BRIEF —
Reproduce without any change the stretch of the records from the line containing "the white background" through the end of the records, including both of those ends.
⁂
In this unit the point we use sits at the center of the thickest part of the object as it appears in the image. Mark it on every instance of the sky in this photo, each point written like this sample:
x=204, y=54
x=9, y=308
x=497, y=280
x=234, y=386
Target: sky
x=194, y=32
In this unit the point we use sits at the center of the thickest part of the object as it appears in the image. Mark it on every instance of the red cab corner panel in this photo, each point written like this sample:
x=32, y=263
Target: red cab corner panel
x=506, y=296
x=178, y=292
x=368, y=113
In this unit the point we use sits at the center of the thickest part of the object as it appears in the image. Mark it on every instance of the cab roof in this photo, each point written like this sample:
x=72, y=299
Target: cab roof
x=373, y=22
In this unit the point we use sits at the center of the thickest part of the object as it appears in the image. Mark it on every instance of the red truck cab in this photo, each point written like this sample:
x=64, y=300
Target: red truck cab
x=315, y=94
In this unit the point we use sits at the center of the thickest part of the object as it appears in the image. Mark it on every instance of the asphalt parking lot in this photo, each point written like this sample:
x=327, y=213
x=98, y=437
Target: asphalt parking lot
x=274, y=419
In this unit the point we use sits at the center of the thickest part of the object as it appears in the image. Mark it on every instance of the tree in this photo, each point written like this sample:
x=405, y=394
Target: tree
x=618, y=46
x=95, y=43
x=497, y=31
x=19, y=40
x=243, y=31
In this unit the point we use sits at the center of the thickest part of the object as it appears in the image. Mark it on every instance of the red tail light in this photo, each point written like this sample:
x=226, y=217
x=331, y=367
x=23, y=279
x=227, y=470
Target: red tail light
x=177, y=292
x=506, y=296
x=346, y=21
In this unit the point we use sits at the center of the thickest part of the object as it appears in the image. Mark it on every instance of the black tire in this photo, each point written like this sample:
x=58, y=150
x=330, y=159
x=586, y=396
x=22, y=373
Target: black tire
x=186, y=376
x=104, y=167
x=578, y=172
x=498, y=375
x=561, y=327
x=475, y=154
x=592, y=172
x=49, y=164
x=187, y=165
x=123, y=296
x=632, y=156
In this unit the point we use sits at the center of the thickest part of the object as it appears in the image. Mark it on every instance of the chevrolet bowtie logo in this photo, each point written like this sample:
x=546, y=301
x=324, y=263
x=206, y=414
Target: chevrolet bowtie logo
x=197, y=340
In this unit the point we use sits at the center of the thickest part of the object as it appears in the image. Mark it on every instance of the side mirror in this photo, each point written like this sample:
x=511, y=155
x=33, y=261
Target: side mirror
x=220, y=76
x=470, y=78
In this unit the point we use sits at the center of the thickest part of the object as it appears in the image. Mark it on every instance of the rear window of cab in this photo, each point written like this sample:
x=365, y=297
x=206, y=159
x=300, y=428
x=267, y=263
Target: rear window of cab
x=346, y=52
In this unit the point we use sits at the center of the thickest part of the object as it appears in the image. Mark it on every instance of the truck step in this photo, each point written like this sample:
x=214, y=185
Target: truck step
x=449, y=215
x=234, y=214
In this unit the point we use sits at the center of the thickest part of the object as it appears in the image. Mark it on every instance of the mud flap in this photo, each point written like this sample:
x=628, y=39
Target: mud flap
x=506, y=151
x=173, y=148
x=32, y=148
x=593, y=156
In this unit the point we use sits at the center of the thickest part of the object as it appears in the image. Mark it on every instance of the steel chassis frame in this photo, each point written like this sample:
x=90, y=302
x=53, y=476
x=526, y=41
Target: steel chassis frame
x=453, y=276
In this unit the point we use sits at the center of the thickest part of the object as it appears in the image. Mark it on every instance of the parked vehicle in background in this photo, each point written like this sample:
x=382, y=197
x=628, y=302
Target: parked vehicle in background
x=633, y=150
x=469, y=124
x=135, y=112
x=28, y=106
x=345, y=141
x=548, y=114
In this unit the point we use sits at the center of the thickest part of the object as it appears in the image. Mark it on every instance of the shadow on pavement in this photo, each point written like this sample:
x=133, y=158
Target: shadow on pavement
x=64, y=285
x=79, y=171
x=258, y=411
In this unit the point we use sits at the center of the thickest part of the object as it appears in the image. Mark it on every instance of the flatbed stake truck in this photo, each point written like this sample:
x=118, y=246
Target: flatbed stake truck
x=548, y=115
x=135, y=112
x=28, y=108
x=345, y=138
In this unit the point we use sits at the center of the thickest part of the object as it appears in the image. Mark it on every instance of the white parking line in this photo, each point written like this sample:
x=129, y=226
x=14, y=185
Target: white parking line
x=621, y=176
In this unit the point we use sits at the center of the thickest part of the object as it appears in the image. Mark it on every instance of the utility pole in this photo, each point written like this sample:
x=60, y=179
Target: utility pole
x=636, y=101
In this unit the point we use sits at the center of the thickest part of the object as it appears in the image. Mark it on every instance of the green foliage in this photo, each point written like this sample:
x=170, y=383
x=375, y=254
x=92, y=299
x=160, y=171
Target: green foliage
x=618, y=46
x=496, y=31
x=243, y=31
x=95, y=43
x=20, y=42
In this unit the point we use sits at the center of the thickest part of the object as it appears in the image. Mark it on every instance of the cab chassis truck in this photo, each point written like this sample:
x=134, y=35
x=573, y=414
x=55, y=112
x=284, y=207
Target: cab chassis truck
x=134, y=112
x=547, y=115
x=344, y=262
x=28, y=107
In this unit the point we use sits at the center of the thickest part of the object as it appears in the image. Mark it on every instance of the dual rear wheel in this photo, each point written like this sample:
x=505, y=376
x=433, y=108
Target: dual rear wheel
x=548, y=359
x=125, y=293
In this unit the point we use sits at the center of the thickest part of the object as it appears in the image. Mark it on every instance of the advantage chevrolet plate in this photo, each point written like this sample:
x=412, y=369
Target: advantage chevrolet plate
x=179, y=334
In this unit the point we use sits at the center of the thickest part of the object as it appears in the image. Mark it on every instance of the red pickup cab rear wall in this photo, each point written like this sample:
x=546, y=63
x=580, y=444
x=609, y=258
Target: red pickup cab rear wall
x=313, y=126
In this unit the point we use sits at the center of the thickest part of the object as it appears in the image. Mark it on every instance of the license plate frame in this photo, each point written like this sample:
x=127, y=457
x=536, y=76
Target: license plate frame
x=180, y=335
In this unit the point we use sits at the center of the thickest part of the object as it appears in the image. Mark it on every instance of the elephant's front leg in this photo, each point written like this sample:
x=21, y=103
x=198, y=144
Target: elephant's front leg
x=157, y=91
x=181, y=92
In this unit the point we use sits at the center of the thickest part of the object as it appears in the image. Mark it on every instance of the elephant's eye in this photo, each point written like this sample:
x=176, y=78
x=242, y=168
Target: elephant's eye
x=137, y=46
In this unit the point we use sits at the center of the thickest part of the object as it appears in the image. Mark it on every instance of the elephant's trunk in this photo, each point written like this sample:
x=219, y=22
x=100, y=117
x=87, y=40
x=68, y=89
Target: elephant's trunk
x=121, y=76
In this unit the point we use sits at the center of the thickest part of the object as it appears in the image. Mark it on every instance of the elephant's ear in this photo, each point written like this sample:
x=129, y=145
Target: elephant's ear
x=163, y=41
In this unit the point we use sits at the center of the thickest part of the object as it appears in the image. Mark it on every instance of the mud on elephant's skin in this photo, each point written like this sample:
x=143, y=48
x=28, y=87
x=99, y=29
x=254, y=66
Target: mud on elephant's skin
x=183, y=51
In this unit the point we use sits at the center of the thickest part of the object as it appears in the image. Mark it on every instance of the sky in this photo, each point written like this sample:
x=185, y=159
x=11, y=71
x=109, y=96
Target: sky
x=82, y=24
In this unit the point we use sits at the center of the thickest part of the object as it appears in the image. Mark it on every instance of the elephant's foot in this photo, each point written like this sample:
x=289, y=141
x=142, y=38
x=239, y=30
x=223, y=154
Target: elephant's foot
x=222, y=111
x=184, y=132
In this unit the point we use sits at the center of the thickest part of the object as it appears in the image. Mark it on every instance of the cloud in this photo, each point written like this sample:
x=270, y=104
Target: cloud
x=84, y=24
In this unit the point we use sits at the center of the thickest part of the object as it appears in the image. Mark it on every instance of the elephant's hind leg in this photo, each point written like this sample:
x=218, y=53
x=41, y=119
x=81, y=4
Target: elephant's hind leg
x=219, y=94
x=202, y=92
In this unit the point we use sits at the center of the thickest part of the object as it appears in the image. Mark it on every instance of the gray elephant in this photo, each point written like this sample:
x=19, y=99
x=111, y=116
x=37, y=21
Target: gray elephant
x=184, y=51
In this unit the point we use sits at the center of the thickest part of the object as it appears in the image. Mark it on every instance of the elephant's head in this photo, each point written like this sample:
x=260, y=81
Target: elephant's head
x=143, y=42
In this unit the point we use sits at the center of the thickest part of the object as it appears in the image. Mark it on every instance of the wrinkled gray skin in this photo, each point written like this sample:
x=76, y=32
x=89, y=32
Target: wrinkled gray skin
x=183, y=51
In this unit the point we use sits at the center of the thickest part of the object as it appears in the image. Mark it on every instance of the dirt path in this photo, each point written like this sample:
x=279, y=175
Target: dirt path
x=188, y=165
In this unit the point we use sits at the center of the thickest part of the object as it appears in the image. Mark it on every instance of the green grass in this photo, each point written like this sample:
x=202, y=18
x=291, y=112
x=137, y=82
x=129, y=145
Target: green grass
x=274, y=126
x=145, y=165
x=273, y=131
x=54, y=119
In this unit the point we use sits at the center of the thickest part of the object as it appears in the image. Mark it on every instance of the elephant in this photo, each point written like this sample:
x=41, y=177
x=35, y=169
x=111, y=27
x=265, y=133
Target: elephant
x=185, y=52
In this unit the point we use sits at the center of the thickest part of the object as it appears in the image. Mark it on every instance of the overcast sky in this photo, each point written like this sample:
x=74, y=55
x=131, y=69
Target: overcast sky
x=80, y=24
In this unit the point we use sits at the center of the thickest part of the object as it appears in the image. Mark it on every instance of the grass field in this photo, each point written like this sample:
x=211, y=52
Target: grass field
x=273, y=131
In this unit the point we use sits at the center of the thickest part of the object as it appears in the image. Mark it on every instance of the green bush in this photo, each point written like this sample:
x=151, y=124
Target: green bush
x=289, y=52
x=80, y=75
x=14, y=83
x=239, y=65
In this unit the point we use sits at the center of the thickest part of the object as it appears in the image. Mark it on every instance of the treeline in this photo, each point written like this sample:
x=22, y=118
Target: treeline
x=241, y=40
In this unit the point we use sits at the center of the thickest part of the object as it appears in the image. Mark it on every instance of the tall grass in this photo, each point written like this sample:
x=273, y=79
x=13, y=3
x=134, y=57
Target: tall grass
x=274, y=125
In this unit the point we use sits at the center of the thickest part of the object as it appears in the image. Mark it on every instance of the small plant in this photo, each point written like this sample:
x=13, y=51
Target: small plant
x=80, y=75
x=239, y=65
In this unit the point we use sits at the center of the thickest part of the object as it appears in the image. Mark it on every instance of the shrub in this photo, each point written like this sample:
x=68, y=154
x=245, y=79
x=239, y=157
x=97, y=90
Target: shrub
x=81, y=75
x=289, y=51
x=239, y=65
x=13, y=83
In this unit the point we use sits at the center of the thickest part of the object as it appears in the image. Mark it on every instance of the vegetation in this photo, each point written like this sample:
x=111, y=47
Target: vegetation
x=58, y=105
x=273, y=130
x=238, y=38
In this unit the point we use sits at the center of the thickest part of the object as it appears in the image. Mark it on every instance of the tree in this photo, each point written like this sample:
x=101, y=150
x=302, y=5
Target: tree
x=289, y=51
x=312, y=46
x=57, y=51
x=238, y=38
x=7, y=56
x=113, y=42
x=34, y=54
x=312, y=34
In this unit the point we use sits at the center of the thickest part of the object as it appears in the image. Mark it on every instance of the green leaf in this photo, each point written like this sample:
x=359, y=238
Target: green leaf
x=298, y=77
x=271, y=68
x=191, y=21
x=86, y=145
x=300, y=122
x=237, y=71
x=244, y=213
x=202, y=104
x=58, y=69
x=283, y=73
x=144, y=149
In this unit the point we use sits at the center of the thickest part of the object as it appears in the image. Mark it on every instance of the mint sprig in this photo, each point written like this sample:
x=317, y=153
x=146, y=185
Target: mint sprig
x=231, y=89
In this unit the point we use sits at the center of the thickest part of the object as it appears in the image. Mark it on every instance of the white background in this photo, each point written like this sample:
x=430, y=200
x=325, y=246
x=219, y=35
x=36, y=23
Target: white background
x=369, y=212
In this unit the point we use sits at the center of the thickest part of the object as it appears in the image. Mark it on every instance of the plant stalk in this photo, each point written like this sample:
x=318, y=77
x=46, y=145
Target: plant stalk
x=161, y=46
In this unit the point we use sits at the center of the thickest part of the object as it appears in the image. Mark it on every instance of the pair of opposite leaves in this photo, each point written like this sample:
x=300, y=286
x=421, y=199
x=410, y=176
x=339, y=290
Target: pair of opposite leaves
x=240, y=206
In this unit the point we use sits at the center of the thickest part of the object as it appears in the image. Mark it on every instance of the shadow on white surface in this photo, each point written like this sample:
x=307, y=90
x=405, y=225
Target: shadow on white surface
⁂
ANSWER FOR THIS EXERCISE —
In this unit the point we use sits at the center of the thickest part of the object as it appears in the image. Mark it on every instance of the white background in this photo, each point written like this sample:
x=430, y=200
x=325, y=246
x=219, y=35
x=36, y=23
Target: white background
x=369, y=212
In this unit the point we use sits at the center of the thickest part of the object as it appears in the image. Mark it on every instance of the plant stalk in this photo, each point written like this sample:
x=318, y=77
x=46, y=145
Target: plant stalk
x=161, y=46
In this unit the point we use sits at the center of the thickest part of the object as it appears in the image. Mark it on every instance of the pair of opposite leaves in this photo, each point written like this sample:
x=300, y=286
x=421, y=199
x=410, y=176
x=339, y=290
Target: pair of opposite leaves
x=240, y=206
In this unit the point we use sits at the center of the thickest part of the object as it appears in the image. Mark it on every instance of the shadow on white surface in this photo, each point written like this sample:
x=307, y=90
x=405, y=225
Target: shadow on white surface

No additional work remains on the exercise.